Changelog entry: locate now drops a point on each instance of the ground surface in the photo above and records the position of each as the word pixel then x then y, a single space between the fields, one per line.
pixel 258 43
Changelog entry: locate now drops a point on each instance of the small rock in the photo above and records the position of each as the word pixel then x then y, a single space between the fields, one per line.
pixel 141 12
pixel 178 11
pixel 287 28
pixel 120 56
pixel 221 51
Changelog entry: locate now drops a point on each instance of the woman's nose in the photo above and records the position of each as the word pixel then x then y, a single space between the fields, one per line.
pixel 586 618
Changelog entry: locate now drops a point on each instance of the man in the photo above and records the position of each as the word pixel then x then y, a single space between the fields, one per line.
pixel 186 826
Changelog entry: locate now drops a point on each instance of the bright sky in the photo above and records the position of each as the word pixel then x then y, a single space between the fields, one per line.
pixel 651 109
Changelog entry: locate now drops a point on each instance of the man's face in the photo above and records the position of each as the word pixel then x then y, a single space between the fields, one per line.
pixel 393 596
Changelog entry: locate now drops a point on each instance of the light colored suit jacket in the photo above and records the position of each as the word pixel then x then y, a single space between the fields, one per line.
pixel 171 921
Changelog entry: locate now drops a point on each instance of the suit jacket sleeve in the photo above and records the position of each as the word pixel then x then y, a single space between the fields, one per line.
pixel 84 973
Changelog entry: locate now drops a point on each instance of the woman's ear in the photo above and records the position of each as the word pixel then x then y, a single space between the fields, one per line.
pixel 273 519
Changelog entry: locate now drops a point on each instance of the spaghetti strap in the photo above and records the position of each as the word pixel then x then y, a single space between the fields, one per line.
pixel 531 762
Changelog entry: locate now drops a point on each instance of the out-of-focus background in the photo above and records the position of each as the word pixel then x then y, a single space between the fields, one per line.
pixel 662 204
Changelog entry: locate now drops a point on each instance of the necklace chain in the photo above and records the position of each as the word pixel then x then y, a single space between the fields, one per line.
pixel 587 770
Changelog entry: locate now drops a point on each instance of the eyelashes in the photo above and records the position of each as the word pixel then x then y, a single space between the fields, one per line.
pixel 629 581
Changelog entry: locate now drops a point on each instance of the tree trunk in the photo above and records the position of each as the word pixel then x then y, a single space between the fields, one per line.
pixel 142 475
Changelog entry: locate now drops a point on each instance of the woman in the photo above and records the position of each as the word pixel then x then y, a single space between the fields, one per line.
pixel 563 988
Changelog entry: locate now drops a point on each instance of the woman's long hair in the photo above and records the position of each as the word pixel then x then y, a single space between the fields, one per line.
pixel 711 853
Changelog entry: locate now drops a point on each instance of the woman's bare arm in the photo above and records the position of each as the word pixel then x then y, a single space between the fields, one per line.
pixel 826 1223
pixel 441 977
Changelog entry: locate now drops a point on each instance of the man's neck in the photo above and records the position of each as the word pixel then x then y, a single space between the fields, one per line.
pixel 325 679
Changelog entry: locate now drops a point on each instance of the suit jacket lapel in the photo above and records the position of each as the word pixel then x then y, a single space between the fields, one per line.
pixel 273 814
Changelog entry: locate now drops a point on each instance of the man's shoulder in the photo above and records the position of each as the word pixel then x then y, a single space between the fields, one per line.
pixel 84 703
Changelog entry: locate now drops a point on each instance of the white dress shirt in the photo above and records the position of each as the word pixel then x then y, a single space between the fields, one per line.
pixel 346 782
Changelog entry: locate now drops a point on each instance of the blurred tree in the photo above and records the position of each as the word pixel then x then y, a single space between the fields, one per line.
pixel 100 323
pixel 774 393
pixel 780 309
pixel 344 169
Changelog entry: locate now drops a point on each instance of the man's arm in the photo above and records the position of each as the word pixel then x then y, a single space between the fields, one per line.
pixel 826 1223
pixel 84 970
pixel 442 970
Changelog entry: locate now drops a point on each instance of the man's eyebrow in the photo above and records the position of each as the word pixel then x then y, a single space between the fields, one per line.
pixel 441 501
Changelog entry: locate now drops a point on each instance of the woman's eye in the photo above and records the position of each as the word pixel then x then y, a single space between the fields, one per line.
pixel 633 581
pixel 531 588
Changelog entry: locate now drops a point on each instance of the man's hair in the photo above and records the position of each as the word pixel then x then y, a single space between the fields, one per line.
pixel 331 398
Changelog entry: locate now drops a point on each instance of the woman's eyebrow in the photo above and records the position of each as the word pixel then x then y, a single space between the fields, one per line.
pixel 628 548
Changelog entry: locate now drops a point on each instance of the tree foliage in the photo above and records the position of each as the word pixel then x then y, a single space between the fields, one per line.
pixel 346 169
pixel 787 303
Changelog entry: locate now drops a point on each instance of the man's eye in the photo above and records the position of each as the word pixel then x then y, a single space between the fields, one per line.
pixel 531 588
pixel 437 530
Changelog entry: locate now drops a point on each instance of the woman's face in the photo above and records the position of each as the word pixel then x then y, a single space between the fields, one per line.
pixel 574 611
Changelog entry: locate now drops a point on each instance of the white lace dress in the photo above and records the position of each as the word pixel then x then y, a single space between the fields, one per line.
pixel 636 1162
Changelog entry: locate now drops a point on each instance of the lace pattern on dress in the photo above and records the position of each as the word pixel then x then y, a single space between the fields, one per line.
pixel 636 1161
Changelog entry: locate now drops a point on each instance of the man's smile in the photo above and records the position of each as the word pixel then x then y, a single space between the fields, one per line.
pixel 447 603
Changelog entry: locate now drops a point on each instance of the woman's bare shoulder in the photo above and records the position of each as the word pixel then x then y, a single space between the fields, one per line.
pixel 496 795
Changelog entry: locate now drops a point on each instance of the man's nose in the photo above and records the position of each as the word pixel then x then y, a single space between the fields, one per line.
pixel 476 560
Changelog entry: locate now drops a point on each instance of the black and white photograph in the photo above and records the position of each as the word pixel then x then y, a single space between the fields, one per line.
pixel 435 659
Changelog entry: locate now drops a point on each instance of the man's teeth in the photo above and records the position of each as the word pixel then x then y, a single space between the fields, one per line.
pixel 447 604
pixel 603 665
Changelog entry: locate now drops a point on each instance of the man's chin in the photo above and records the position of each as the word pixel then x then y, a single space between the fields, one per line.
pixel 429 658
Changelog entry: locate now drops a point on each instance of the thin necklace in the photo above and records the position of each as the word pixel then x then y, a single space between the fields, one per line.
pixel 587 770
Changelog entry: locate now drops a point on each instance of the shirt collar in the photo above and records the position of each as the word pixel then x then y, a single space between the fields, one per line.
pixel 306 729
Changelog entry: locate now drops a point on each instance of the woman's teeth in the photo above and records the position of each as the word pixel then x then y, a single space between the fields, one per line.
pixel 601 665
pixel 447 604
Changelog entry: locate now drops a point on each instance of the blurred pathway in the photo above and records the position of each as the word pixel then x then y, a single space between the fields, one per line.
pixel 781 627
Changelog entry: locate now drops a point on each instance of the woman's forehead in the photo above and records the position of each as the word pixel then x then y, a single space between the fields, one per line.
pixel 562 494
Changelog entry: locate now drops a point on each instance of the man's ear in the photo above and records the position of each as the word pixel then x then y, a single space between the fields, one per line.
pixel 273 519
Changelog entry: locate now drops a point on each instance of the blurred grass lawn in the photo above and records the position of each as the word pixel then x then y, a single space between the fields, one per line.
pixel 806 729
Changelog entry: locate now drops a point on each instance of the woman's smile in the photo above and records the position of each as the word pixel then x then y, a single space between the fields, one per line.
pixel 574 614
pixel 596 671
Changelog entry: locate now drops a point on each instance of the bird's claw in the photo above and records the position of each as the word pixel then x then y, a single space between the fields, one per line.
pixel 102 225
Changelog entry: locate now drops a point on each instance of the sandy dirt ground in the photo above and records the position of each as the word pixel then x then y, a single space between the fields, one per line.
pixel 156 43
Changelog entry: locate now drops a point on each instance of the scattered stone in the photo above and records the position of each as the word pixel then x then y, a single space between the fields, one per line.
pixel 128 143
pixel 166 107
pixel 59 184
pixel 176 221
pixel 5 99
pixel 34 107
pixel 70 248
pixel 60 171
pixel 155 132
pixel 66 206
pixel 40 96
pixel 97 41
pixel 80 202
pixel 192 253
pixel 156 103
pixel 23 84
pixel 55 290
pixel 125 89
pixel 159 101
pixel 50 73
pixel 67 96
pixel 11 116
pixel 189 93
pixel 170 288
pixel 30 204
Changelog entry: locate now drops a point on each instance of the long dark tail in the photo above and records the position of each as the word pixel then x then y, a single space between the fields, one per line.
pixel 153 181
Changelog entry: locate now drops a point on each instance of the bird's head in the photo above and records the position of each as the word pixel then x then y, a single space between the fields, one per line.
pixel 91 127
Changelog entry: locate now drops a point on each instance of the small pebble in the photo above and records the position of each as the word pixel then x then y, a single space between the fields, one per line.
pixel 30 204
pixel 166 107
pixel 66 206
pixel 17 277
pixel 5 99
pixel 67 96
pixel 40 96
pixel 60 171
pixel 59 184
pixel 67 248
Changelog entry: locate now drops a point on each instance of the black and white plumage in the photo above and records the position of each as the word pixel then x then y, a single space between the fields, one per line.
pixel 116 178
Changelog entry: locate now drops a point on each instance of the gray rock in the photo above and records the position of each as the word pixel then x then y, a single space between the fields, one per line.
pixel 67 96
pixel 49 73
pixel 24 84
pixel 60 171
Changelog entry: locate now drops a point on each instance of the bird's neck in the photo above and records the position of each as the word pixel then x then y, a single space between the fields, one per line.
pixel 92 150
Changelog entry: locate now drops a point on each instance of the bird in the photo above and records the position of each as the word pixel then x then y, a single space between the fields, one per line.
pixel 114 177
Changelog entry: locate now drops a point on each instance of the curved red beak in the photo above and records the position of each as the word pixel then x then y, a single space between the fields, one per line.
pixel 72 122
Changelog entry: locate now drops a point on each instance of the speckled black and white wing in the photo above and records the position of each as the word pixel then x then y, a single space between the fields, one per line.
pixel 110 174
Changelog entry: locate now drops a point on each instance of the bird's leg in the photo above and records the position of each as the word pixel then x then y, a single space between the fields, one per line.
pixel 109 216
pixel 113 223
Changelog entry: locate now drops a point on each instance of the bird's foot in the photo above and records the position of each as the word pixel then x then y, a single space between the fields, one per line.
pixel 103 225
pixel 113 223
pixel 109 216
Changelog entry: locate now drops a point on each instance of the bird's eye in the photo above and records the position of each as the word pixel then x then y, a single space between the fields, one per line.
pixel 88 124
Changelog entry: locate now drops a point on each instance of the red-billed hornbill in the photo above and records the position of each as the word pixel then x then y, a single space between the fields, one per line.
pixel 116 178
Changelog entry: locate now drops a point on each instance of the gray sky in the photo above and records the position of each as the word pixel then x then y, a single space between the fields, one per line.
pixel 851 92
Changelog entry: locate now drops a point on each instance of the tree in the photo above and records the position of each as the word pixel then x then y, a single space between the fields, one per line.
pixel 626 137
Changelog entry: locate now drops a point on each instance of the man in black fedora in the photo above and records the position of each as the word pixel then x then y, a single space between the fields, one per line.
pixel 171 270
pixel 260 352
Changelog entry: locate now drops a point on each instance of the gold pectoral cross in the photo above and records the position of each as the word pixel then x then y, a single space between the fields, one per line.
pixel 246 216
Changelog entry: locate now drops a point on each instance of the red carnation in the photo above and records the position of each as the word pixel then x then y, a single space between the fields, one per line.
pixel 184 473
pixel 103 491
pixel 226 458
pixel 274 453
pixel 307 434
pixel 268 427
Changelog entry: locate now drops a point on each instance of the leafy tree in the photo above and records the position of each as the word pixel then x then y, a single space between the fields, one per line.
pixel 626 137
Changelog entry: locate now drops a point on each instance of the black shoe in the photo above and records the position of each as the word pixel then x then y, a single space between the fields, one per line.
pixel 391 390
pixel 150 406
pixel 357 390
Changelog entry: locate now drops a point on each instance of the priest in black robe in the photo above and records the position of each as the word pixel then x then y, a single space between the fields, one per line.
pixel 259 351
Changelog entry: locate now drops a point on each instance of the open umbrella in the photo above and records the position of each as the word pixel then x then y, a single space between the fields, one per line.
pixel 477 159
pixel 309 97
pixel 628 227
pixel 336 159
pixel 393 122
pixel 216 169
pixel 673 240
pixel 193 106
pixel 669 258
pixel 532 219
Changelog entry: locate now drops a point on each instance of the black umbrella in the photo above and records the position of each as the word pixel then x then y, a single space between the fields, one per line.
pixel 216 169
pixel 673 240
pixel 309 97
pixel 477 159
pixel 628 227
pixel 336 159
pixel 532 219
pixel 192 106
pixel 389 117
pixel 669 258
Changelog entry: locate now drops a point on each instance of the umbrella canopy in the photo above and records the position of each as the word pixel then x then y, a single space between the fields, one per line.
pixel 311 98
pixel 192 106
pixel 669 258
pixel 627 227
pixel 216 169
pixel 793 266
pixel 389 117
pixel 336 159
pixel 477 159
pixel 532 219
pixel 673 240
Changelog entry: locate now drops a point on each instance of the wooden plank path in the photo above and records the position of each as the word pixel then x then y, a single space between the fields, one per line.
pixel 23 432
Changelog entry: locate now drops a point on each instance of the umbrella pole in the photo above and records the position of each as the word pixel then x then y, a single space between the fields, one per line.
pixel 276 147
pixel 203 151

• Work required: Reformat the lines between the one holding "the man's hair" and the one holding "pixel 787 303", inclusive, as a numbered list, skipping any blank lines.

• Output for this task:
1. Changelog entry: locate now drops a point on each instance of the man's hair in the photo above and records the position of each as the word pixel then x then y, a single space between the fields, one per line.
2. pixel 331 398
3. Changelog entry: locate now drops a point on each instance of the woman's eyebrow in the photo above and records the position of each as the word pixel then x then y, a single space between the fields, one per line.
4. pixel 628 548
5. Changelog entry: locate now drops a point on each instance of the tree foliage in the photo above and records the position of each as the word pixel then x then y, a single space between the fields, one per line.
6. pixel 346 169
7. pixel 787 303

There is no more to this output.